**What you will do**
The records below must be returned in full and unaltered.

Data items

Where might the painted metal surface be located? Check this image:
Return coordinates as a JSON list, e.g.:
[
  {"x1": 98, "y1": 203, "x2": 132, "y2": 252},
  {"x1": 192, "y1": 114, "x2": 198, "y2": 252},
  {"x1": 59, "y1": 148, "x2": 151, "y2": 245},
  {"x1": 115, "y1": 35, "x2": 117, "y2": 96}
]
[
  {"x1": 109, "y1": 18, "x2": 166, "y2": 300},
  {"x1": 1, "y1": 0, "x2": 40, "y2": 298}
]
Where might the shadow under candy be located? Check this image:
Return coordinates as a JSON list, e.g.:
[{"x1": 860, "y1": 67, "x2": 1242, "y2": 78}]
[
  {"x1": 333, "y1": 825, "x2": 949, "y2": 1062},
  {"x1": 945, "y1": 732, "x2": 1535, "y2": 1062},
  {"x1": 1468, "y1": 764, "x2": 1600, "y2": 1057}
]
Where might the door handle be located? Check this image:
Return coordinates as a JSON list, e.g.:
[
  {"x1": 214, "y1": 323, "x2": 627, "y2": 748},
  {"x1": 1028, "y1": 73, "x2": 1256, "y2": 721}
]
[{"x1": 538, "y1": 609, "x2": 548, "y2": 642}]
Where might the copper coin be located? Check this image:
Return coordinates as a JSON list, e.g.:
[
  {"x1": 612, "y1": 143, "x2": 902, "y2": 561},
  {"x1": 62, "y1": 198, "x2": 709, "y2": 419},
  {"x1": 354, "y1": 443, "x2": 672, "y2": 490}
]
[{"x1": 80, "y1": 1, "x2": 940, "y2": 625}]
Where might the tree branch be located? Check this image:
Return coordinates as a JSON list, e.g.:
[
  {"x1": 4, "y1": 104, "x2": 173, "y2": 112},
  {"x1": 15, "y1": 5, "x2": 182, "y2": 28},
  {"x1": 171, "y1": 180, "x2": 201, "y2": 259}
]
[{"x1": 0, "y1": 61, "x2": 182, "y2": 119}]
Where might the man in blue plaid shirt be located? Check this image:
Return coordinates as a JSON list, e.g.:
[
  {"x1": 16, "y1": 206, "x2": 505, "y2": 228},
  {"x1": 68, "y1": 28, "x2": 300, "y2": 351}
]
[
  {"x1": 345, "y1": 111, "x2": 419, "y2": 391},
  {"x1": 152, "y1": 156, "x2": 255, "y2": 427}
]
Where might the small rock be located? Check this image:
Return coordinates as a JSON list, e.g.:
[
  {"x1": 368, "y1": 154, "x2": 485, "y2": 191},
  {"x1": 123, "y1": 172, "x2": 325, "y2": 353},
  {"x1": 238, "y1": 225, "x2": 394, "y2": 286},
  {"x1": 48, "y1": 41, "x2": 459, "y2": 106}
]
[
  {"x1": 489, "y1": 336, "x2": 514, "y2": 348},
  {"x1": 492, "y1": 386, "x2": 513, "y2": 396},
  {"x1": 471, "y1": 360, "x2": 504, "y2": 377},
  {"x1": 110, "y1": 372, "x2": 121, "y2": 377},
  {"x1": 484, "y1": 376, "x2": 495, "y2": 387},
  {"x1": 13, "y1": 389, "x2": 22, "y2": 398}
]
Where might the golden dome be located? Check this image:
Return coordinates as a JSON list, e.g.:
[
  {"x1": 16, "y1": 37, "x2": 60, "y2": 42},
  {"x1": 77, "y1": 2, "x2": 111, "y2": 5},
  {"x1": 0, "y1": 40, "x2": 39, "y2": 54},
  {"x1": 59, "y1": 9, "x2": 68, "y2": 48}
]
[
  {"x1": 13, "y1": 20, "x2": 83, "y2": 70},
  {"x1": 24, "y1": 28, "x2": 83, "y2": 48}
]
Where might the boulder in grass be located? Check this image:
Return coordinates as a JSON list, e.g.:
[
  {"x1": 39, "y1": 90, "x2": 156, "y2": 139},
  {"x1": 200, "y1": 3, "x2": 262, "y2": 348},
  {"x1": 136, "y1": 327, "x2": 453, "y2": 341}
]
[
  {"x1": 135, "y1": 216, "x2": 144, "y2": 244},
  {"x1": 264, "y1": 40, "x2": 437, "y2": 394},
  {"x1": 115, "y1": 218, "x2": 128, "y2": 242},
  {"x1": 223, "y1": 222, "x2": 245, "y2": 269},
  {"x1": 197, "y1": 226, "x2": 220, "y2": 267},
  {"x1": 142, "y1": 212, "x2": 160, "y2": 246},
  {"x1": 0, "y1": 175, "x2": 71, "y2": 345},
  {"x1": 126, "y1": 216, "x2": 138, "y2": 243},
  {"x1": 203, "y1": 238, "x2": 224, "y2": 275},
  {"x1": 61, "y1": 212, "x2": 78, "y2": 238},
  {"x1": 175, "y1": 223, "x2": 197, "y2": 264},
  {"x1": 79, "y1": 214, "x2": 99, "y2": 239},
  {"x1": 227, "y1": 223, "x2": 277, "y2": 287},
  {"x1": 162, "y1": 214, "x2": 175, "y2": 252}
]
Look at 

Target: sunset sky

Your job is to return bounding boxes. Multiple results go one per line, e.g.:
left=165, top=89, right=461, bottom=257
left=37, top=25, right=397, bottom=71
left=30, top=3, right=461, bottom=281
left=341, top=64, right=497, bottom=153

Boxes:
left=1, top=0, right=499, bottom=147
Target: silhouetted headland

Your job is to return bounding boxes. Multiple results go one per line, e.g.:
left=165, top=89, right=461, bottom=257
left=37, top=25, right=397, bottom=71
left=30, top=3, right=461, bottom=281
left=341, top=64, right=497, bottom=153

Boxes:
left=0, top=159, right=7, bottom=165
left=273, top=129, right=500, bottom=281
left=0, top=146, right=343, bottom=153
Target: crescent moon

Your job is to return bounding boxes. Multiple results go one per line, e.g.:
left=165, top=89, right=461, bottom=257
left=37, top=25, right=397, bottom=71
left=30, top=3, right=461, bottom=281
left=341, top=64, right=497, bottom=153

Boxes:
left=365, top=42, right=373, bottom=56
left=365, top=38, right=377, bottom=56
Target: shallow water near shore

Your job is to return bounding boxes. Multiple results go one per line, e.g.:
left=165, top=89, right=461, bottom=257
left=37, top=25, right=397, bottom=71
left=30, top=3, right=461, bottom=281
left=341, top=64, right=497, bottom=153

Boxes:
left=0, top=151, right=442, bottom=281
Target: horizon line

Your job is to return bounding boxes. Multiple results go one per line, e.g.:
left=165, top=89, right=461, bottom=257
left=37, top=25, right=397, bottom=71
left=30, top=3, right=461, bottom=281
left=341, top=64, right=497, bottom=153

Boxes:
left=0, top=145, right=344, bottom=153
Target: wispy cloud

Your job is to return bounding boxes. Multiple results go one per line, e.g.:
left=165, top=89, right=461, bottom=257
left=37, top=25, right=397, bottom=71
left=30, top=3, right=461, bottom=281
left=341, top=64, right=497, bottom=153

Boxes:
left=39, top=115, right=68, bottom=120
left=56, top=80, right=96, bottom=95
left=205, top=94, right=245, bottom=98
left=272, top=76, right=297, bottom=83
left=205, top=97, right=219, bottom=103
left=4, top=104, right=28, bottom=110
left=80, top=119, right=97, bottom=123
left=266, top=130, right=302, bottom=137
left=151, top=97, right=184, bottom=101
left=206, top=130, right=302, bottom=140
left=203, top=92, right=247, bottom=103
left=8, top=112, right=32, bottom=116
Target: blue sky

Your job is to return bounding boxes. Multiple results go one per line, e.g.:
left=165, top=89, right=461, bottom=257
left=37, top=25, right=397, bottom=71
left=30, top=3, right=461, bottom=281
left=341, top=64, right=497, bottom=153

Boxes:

**Output below**
Where might the painted metal surface be located? Check this image:
Return coordinates as a JSON list, e.g.:
[
  {"x1": 98, "y1": 203, "x2": 132, "y2": 252},
  {"x1": 192, "y1": 114, "x2": 198, "y2": 252},
  {"x1": 59, "y1": 148, "x2": 151, "y2": 245},
  {"x1": 115, "y1": 35, "x2": 117, "y2": 96}
]
[
  {"x1": 109, "y1": 18, "x2": 166, "y2": 300},
  {"x1": 1, "y1": 0, "x2": 40, "y2": 298}
]
Where might the shadow under candy be located? Check this image:
Return coordinates as a JSON list, e.g.:
[{"x1": 860, "y1": 67, "x2": 1242, "y2": 78}]
[
  {"x1": 333, "y1": 825, "x2": 949, "y2": 1062},
  {"x1": 945, "y1": 732, "x2": 1535, "y2": 1062},
  {"x1": 1468, "y1": 764, "x2": 1600, "y2": 1057}
]
Where might the door handle be located? Check this image:
Return coordinates as a JSON list, e.g.:
[
  {"x1": 214, "y1": 323, "x2": 627, "y2": 748},
  {"x1": 1028, "y1": 73, "x2": 1256, "y2": 721}
]
[{"x1": 538, "y1": 609, "x2": 548, "y2": 642}]
Where might the copper coin be located? Check this image:
Return coordinates as a JSON list, e.g.:
[
  {"x1": 612, "y1": 143, "x2": 902, "y2": 561},
  {"x1": 62, "y1": 198, "x2": 709, "y2": 419},
  {"x1": 354, "y1": 443, "x2": 672, "y2": 490}
]
[{"x1": 80, "y1": 1, "x2": 940, "y2": 625}]
Where might the tree branch be located? Check this image:
Return coordinates as a JSON list, e.g.:
[
  {"x1": 4, "y1": 104, "x2": 173, "y2": 112},
  {"x1": 15, "y1": 5, "x2": 182, "y2": 28},
  {"x1": 171, "y1": 180, "x2": 201, "y2": 259}
]
[{"x1": 0, "y1": 61, "x2": 182, "y2": 119}]
Where might the man in blue plaid shirt be located? Check this image:
Return coordinates as a JSON list, e.g.:
[
  {"x1": 16, "y1": 206, "x2": 505, "y2": 228},
  {"x1": 68, "y1": 28, "x2": 300, "y2": 351}
]
[
  {"x1": 345, "y1": 111, "x2": 419, "y2": 391},
  {"x1": 152, "y1": 156, "x2": 255, "y2": 427}
]
Where might the small rock be located? Check this image:
Return coordinates as a JSON list, e.g.:
[
  {"x1": 368, "y1": 154, "x2": 485, "y2": 191},
  {"x1": 123, "y1": 172, "x2": 325, "y2": 353},
  {"x1": 238, "y1": 225, "x2": 394, "y2": 286},
  {"x1": 48, "y1": 41, "x2": 459, "y2": 106}
]
[
  {"x1": 489, "y1": 336, "x2": 514, "y2": 348},
  {"x1": 492, "y1": 386, "x2": 513, "y2": 396},
  {"x1": 471, "y1": 360, "x2": 504, "y2": 377},
  {"x1": 110, "y1": 372, "x2": 121, "y2": 377},
  {"x1": 484, "y1": 376, "x2": 495, "y2": 387},
  {"x1": 13, "y1": 389, "x2": 22, "y2": 398}
]
Where might the golden dome be located? Check this image:
Return coordinates as a JSON list, e.g.:
[
  {"x1": 16, "y1": 37, "x2": 60, "y2": 42},
  {"x1": 77, "y1": 2, "x2": 111, "y2": 5},
  {"x1": 0, "y1": 40, "x2": 39, "y2": 54},
  {"x1": 59, "y1": 9, "x2": 68, "y2": 48}
]
[
  {"x1": 13, "y1": 20, "x2": 83, "y2": 70},
  {"x1": 24, "y1": 28, "x2": 83, "y2": 48}
]
Where might the boulder in grass be located? Check this image:
Return coordinates as a JSON list, e.g.:
[
  {"x1": 39, "y1": 90, "x2": 156, "y2": 139},
  {"x1": 200, "y1": 3, "x2": 262, "y2": 348},
  {"x1": 136, "y1": 327, "x2": 453, "y2": 341}
]
[
  {"x1": 135, "y1": 216, "x2": 144, "y2": 244},
  {"x1": 264, "y1": 40, "x2": 437, "y2": 394},
  {"x1": 115, "y1": 218, "x2": 128, "y2": 242},
  {"x1": 223, "y1": 222, "x2": 245, "y2": 269},
  {"x1": 197, "y1": 226, "x2": 220, "y2": 267},
  {"x1": 142, "y1": 212, "x2": 160, "y2": 246},
  {"x1": 0, "y1": 175, "x2": 71, "y2": 345},
  {"x1": 126, "y1": 216, "x2": 138, "y2": 243},
  {"x1": 203, "y1": 238, "x2": 224, "y2": 275},
  {"x1": 61, "y1": 212, "x2": 78, "y2": 238},
  {"x1": 175, "y1": 223, "x2": 197, "y2": 264},
  {"x1": 79, "y1": 214, "x2": 99, "y2": 239},
  {"x1": 227, "y1": 223, "x2": 277, "y2": 287},
  {"x1": 162, "y1": 214, "x2": 175, "y2": 252}
]
Look at 

Target: sunset sky

Your job is to return bounding boxes. Multiple results go one per line, e.g.:
left=165, top=89, right=461, bottom=257
left=37, top=25, right=397, bottom=71
left=30, top=3, right=461, bottom=281
left=341, top=64, right=497, bottom=153

Boxes:
left=1, top=0, right=499, bottom=147
Target: silhouetted headland

Your job is to return bounding boxes. Multiple results go one per line, e.g.:
left=165, top=89, right=461, bottom=257
left=37, top=25, right=397, bottom=71
left=30, top=3, right=461, bottom=281
left=341, top=64, right=497, bottom=153

Boxes:
left=0, top=159, right=7, bottom=165
left=273, top=129, right=500, bottom=281
left=0, top=146, right=343, bottom=153
Target: crescent moon

Your job is to return bounding boxes. Multiple results go one per line, e.g.:
left=165, top=89, right=461, bottom=257
left=37, top=25, right=397, bottom=71
left=30, top=3, right=461, bottom=281
left=341, top=64, right=497, bottom=153

Boxes:
left=365, top=42, right=373, bottom=56
left=365, top=38, right=377, bottom=56
Target: shallow water near shore

Your job is to return bounding boxes. Multiple results go one per line, e.g.:
left=165, top=89, right=461, bottom=257
left=37, top=25, right=397, bottom=71
left=30, top=3, right=461, bottom=281
left=341, top=64, right=497, bottom=153

Boxes:
left=0, top=151, right=442, bottom=281
Target: horizon line

Your job is to return bounding boxes. Multiple results go one per line, e.g.:
left=165, top=89, right=461, bottom=257
left=37, top=25, right=397, bottom=71
left=30, top=3, right=461, bottom=281
left=341, top=64, right=497, bottom=153

Boxes:
left=0, top=145, right=344, bottom=153
Target: wispy cloud

Your job is to return bounding boxes. Multiple results go one per line, e.g.:
left=165, top=89, right=461, bottom=257
left=37, top=25, right=397, bottom=71
left=30, top=3, right=461, bottom=281
left=341, top=64, right=497, bottom=153

Boxes:
left=39, top=115, right=68, bottom=120
left=56, top=80, right=96, bottom=95
left=205, top=94, right=245, bottom=98
left=272, top=76, right=297, bottom=83
left=205, top=97, right=219, bottom=103
left=4, top=104, right=28, bottom=110
left=80, top=119, right=97, bottom=123
left=266, top=130, right=302, bottom=137
left=151, top=97, right=184, bottom=101
left=206, top=130, right=302, bottom=140
left=203, top=92, right=247, bottom=103
left=8, top=112, right=32, bottom=116
Target: blue sky

Your job is to return bounding boxes. Multiple results go one per line, e.g.:
left=165, top=89, right=461, bottom=257
left=37, top=25, right=397, bottom=71
left=30, top=3, right=461, bottom=281
left=341, top=64, right=497, bottom=153

Boxes:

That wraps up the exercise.